BEGIN Page extract

David Simon, creator of The Wire, discusses the HBO cop series

Cop series The Wire has been hailed as the best TV drama ever. Stretching to five seasons it follows a wide array of characters across complex, intricate storylines that play out over a full run of episodes. Each season tackles a different social issue and the latest and final season, which debuted on HBO in January, looks at the media and the way it operates.

The Wire is very demanding in terms of TV drama, were you trying to produce a social essay, a piece of entertainment or something else?

I don’t think I have ever given any thought to producing a piece of entertainment. None of the people involved are in the ‘entertainment’ business – we have never produced anything for a [mainstream] commercial network. I don’t know how you produce something that has a window pane every twelve minutes to sell something.

You were a journalist and writer, how did you get into TV?

There was very little planning for me to get into the business and a lot of circumstance. Barry Levinson bought the rights to [David Simon book] Homicide: A Year on the Killing Streets and I learnt how to write for TV by writing for the TV series. I’m making a living at TV so now I think of myself as a TV producer but I don’t have any ambition to do anything other than use the medium to tell stories that matter to me. I’ll never be somebody that worries about the numbers.

How much control do you have over The Wire?

HBO has given me an awful lot of rope. I have complete control. HBO asks where the stories go in a season and I tell them but I have never got notes on a script.

Is there a chance of going beyond season five?

I couldn’t add another season if they offered it to me. HBO said to me ‘you can’t end it now’ and I said ‘don’t even kid about it’.

How about spin off, focusing in certain stories or characters?

I have got a lot of work, there’s the miniseries Generation Kill with Company Pictures and some other projects, there’s also a pilot about New Orleans. We can’t drag the idea [of The Wire] through the mud.

We set out to create an allegorical city. We depicted that and we did it with a very angry and political show. We could keep doing it but the point we were trying to make would become redundant – I don’t want to tell the same story twice.

The Wire’s an unusually demanding show in terms of plot and language.

People are understanding about language once they have committed to watching something. I couldn’t understand Ray Winstone in [British movie] Sexy Beast at first, but at some point it started making sense. Smart people will endure dissonance if they sense quality. The effort you make gets paid back to you.

Could you see yourself working for a mainstream network?

END Page extract
BEGIN Supplied records

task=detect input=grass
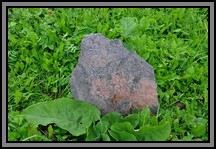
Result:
[8,8,209,141]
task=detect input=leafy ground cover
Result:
[8,8,209,141]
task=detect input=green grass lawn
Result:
[8,8,209,141]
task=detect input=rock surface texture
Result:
[70,33,158,115]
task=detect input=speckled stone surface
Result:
[70,33,158,115]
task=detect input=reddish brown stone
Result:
[70,34,158,115]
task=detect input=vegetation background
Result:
[8,8,209,141]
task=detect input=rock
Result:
[70,33,158,115]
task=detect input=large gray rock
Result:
[70,33,158,115]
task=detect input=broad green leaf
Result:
[121,17,137,37]
[193,124,206,137]
[86,121,109,141]
[23,98,100,136]
[136,122,171,141]
[109,122,137,141]
[14,90,22,104]
[101,112,122,126]
[109,130,137,141]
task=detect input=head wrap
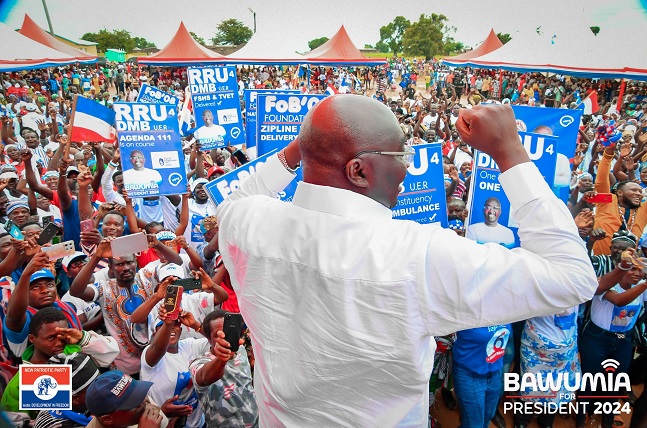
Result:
[7,199,29,215]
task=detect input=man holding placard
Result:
[217,95,597,427]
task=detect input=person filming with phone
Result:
[217,95,597,427]
[587,144,647,254]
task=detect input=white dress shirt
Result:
[218,155,597,427]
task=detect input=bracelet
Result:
[277,149,299,174]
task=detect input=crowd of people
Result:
[0,58,647,428]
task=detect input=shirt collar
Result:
[292,181,392,220]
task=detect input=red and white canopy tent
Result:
[443,29,503,66]
[137,22,225,66]
[18,14,97,64]
[0,23,78,71]
[303,25,387,66]
[443,25,647,80]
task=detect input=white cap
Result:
[157,263,184,281]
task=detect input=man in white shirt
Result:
[218,95,597,427]
[193,110,227,144]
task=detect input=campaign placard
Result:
[113,103,187,198]
[392,143,447,227]
[187,66,245,150]
[136,83,180,107]
[256,94,327,155]
[465,132,558,248]
[244,89,300,149]
[18,364,72,410]
[204,150,276,205]
[512,105,582,203]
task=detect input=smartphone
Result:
[41,241,76,260]
[42,215,54,228]
[4,220,25,239]
[231,150,249,165]
[586,193,613,204]
[110,232,148,257]
[164,285,183,320]
[81,219,94,232]
[36,223,61,245]
[171,278,202,291]
[222,312,243,352]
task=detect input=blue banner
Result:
[512,105,582,203]
[136,83,180,107]
[113,103,187,198]
[256,94,327,156]
[187,66,245,150]
[465,132,558,248]
[245,89,299,149]
[392,143,447,227]
[204,150,276,205]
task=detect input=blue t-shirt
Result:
[453,324,512,374]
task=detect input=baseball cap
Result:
[157,263,184,281]
[447,219,465,230]
[191,178,209,192]
[85,370,153,416]
[207,165,225,178]
[61,251,88,269]
[29,269,54,284]
[5,200,29,215]
[0,171,18,180]
[49,352,99,394]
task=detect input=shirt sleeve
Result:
[420,162,597,335]
[101,164,126,205]
[2,312,31,357]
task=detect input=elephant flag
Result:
[18,364,72,410]
[70,95,117,143]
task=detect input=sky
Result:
[0,0,647,52]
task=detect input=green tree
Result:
[402,13,447,59]
[375,40,389,53]
[496,33,512,45]
[133,37,157,49]
[308,37,329,50]
[81,28,136,52]
[380,16,411,55]
[189,31,206,46]
[211,18,254,46]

END Supplied records

#### What you will do
[1] In the David Simon interview, who bought the rights to Homicide: A Year on the Killing Streets?
[2] Write what comes next in the David Simon interview about The Wire, picking up after its last line.

#### Exercise results
[1] Barry Levinson

[2]
Mainstream commercial TV can’t tell a dark story where you indicate that actually we’re not going to be alright, that there are two separate Americas and they are growing apart and the media is preoccupied with its own economic survival. You can’t tell a story and not have a happy ending and then expect viewers to buy the stuff you sell them every twelve minutes.

What are the effects of a fragmenting audience on drama production?

The audience is fragmenting and becomes smaller. That may not please the programmers but it creates a place for people like me. People can now acquire TV on so many platforms it’s becoming like a lending library, that’s the future, not Nielsen ratings. In that sense, over the life of a series, ten to fifteen million people will find it.

Where effects do these changes have on what ends up on screen?

You have to either go more porn or more shock, simple mediocrity has nowhere to go. Disastrous and tasteless TV has a long and secure future. And high quality will also find its audience. Half-assed programming, lame duck procedurals and hospital shows will still exist, but will fail to claim the zeitgeist.

The Wire is based and filmed in Baltimore, does that place you outside the traditional TV business in that you weren’t working out of LA or New York?

I feel some of the actors got their dues but a lot were African American and based in Baltimore and that’s a recipe for getting ignored. And I’ll never get the best table at The Ivy, but I don’t give a damn because I live in Baltimore.

How is your new Iraq-war miniseries Generation Kill coming along?

Filming was done in December and it will be on air on HBO in fall 2008. It was shot in Africa. I read the book and then gave it to someone at HBO. I thought it was the best reportage since [acclaimed journalist] Michael Hirsch.